SUPPLIED DATA:
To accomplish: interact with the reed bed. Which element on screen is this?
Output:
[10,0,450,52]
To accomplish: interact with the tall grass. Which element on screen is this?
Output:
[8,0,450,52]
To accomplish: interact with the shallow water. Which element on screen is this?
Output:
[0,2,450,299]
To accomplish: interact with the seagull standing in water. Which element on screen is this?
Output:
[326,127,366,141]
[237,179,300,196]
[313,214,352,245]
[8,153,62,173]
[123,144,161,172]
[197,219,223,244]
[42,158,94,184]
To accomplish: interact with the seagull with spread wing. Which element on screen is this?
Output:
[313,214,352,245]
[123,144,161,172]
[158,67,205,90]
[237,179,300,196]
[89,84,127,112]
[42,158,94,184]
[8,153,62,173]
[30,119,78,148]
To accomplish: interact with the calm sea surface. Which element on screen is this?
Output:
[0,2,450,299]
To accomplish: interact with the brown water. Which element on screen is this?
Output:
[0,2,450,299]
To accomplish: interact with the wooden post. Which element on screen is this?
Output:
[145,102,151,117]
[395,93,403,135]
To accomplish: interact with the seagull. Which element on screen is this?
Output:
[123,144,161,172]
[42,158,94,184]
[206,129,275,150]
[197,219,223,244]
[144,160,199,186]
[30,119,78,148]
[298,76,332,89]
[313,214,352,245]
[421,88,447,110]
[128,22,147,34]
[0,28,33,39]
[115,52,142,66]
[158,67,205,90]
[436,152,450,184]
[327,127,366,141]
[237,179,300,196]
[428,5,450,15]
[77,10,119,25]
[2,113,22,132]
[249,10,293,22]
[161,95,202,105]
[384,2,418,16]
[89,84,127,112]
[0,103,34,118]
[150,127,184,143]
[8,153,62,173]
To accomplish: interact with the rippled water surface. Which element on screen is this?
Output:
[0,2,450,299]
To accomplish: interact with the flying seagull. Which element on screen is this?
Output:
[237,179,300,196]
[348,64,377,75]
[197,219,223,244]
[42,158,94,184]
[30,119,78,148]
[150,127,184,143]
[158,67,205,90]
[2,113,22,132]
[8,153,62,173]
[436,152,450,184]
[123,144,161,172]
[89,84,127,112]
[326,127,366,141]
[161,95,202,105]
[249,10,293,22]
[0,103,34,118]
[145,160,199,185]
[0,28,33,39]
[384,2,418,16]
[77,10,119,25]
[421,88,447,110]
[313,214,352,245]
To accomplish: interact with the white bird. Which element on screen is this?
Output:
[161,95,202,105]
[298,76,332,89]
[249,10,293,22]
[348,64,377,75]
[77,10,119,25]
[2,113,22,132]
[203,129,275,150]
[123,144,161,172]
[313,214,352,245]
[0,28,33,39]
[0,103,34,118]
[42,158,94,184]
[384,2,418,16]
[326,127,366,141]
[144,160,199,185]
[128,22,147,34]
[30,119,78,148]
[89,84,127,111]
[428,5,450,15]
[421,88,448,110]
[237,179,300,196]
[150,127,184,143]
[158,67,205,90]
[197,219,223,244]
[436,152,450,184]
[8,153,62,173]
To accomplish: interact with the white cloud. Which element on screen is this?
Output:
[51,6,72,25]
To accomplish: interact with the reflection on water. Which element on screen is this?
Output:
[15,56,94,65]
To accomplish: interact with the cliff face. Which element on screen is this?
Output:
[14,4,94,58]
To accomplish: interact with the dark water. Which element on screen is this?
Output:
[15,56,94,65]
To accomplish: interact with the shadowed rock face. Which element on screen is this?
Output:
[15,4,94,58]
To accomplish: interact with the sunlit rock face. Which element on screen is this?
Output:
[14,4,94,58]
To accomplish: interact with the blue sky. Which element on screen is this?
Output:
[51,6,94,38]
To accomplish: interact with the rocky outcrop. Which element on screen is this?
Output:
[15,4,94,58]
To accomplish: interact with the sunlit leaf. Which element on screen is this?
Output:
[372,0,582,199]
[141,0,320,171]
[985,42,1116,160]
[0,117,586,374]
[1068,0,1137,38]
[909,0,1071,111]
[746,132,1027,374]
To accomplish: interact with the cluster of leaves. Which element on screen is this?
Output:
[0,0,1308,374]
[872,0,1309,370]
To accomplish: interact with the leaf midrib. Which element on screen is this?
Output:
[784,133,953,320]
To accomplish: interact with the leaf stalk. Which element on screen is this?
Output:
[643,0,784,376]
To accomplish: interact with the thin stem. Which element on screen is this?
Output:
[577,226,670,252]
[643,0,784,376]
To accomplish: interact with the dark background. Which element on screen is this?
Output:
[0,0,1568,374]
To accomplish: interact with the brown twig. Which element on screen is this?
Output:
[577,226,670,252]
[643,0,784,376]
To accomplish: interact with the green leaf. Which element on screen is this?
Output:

THE PROBLEM: Reproduce all of the data above, substituting "Goal:" for every occurrence of "To accomplish:" and keeping everything else the same.

TASK RESULT:
Goal: interact with the reed bed. Which element on screen is this?
Output:
[10,0,450,52]
Goal: interact with the tall grass. Which element on screen is this?
Output:
[8,0,450,52]
Goal: interact with the shallow water. Which element on screen is this?
Output:
[0,2,450,299]
Goal: interact with the seagull standing in water. Which element on screen is this?
Output:
[326,127,366,141]
[237,179,300,196]
[313,214,352,245]
[8,153,62,173]
[123,144,161,172]
[197,219,223,244]
[42,158,94,184]
Goal: interact with the seagull with spread wing. Which element on screen is this?
Output:
[313,214,352,245]
[123,144,161,172]
[158,67,205,90]
[237,179,300,196]
[89,84,127,112]
[42,158,94,184]
[8,153,62,173]
[30,119,78,148]
Goal: interact with the calm sea surface. Which element on screen is this?
Output:
[0,2,450,299]
Goal: interact with the brown water. Which element on screen is this?
Output:
[0,2,450,299]
Goal: interact with the wooden post. Which element on screen is this?
Output:
[145,102,151,117]
[395,93,403,135]
Goal: interact with the seagull. Which element on screen is this?
Output:
[123,144,161,172]
[42,158,94,184]
[206,129,275,150]
[197,219,223,244]
[144,160,199,186]
[30,119,78,148]
[298,76,332,89]
[313,214,352,245]
[421,88,447,110]
[128,22,147,34]
[0,28,33,39]
[115,52,142,66]
[158,67,205,90]
[436,152,450,184]
[327,127,366,141]
[237,179,300,196]
[428,5,450,15]
[77,10,119,25]
[2,113,22,132]
[249,10,293,22]
[161,95,202,105]
[384,2,418,16]
[89,84,127,112]
[0,103,34,118]
[150,127,184,143]
[8,153,62,173]
Goal: interact with the rippled water surface. Which element on screen is this?
Output:
[0,2,450,299]
Goal: interact with the flying seagull. Which element on screen is this?
Output:
[237,179,300,196]
[348,64,377,75]
[197,219,223,244]
[42,158,94,184]
[30,119,78,148]
[150,127,184,143]
[158,67,205,90]
[2,113,22,132]
[8,153,62,173]
[436,152,450,184]
[123,144,161,172]
[89,84,127,112]
[326,127,366,141]
[161,95,202,105]
[249,10,293,22]
[0,103,34,118]
[145,160,199,185]
[0,28,33,39]
[384,2,418,16]
[77,10,119,25]
[421,88,447,110]
[313,214,352,245]
Goal: interact with the white bird. Which element on screen is this?
Output:
[161,95,202,105]
[298,76,332,89]
[249,10,293,22]
[348,64,377,75]
[77,10,119,25]
[2,113,22,132]
[203,129,275,150]
[123,144,161,172]
[313,214,352,245]
[0,28,33,39]
[0,103,34,118]
[42,158,94,184]
[384,2,418,16]
[326,127,366,141]
[144,160,199,185]
[128,22,147,34]
[30,119,78,148]
[89,84,127,111]
[428,5,450,15]
[421,88,448,110]
[237,179,300,196]
[150,127,184,143]
[158,67,205,90]
[197,219,223,244]
[436,152,450,184]
[8,153,62,173]
Goal: interact with the white cloud. Which element on screen is this?
Output:
[51,6,72,25]
Goal: interact with the reflection on water. Which element on screen is this?
Output:
[15,56,94,65]
Goal: interact with the cliff face. Which element on screen is this?
Output:
[14,4,94,58]
Goal: interact with the dark water. Which element on screen is this?
Output:
[15,56,94,65]
Goal: interact with the shadowed rock face. Which element on screen is this?
Output:
[15,4,94,58]
Goal: interact with the sunlit rock face. Which element on screen is this?
Output:
[14,4,94,58]
Goal: interact with the blue sky. Which element on screen is this?
Output:
[51,6,94,38]
Goal: interact with the rocky outcrop. Which element on screen is this?
Output:
[15,4,94,58]
Goal: interact with the sunlit leaf. Which element on screen is this?
Output:
[372,0,582,199]
[141,0,320,171]
[985,42,1116,160]
[0,117,586,374]
[1068,0,1137,38]
[909,0,1071,111]
[746,132,1027,374]
Goal: interact with the cluster of leaves. Which element on screen is this?
Output:
[0,0,1308,374]
[872,0,1309,370]
Goal: interact with the leaf midrib. Which element on screen is this?
Output:
[784,133,953,320]
Goal: interact with the leaf stalk. Which element on screen is this?
Output:
[643,0,784,376]
Goal: interact with the thin stem. Which element on screen is this?
Output:
[577,226,670,252]
[643,0,784,376]
Goal: interact with the dark background. Which element on screen is this?
Output:
[0,0,1568,374]
Goal: interact with the brown twig. Which element on screen is this?
Output:
[577,226,670,252]
[643,0,784,376]
Goal: interact with the green leaf. Which element on screen is this?
Output:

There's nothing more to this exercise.